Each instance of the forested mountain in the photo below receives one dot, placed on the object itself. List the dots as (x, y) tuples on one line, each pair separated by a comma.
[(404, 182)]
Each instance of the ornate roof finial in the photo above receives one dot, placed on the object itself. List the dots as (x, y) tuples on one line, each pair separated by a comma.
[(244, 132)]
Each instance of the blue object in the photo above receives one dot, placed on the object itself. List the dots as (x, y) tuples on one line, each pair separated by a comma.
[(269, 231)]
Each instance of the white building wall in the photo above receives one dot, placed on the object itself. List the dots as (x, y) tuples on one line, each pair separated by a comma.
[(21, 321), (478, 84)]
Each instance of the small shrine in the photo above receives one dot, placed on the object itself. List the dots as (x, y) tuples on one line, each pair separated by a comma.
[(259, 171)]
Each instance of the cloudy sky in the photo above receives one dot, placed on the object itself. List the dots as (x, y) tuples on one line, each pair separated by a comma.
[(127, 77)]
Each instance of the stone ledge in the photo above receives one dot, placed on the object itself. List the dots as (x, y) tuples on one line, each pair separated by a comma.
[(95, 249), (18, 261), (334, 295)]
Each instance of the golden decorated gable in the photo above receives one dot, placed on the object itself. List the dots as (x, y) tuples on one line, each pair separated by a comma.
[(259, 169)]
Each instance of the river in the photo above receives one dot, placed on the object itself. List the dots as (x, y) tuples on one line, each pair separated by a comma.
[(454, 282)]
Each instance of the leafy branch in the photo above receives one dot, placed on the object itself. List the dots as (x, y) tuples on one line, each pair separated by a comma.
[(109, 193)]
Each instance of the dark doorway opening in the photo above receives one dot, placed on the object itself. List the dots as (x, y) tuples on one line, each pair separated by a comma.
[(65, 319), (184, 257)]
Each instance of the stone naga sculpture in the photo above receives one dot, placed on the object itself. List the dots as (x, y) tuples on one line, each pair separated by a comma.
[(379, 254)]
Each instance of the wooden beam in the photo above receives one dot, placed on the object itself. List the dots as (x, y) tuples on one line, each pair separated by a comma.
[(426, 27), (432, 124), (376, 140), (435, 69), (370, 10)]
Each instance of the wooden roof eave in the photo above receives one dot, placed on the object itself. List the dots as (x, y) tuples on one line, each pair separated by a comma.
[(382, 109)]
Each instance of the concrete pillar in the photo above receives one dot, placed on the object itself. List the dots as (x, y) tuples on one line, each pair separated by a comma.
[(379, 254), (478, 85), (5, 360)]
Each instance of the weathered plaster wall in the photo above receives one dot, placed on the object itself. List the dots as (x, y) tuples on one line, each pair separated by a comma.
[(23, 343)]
____
» Task goal
For this exercise, output the records in full, exactly.

» Exercise solution
Each instance of the forested mountain in the photo below receives one dot, placed on the object itself. List the dots as (x, y) tuples on one line, each pair separated by a comma.
[(404, 182)]
Each instance of the ornate roof finial in the photo above receives one dot, placed on the object itself. List the dots as (x, y) tuples on one line, each pair separated by a comma.
[(244, 132)]
Each instance of the blue object in the photo above receives one dot, placed on the object itself. List the dots as (x, y) tuples on one line, each pair separated by a comma.
[(269, 231)]
Each instance of the white building wall in the photo above receives one dot, placed on the object itself. List the dots as (x, y) tuples on one line, each pair separated by a comma.
[(21, 321), (478, 84)]
Each instance of the small shrine in the photo above receives one dot, placed on the object itself. List the dots as (x, y) tuples on one line, each pair separated by a comma.
[(259, 171)]
Each instance of the cloudy sky in the photo above receives one dot, placed on the object itself. List the dots as (x, y) tuples on one line, each pair separated by a comma.
[(127, 77)]
Each instance of the stone ledge in the photo above receives one dot, placed on the object itself. List the dots as (x, y) tuples on one line, each pair separated by a comma.
[(95, 249), (18, 261), (334, 295)]
Each instance of the golden decorated gable in the photo above receives one dot, placed on the object itself. List the dots as (x, y) tuples on one line, each pair separated by a comma.
[(259, 169)]
Each instance of the river in the photo above receives one dot, placed on the object itself. List the dots as (x, y) tuples on one line, each pair separated by a comma.
[(454, 282)]
Each instance of the leafy branch in the photo above receives one dot, placed on the object itself. List the dots as (x, y) tuples on one line, each pair separated by a comma.
[(109, 193)]
Each instance of the dark doorway opening in the photo above receives one dot, placed on the object itself. List the dots as (x, y) tuples on one line, each pair separated by a comma.
[(65, 319), (184, 257)]
Each instance of the stone naga sculpture in the photo above receives one dot, placed on the object itself. List the dots as (x, y) tuples on one line, each pair separated by a comma.
[(379, 254)]
Each instance of the wooden beam in the photo above receives one dot, placed on the object itself. List the dots as (x, y) tuples on one line, each pair separated by a comma.
[(426, 27), (432, 124), (376, 140), (435, 69), (370, 10)]
Each instance of the wooden roof eave in the photo above receives one dot, placed on the object itself. List the dots as (x, y) tuples on one line, each pair separated by a comma.
[(382, 109)]
Each instance of the concrete pillar in the photo above receives one dot, placed on the object itself. List the dots as (x, y) tuples on one line, each pair separated by a comma.
[(379, 254), (478, 85), (5, 360)]
Each instance of the weathered plaster wall in the photo above receives one dot, placed on the object itself. List the dots as (x, y) tuples on one line, each pair separated by a comma.
[(23, 343)]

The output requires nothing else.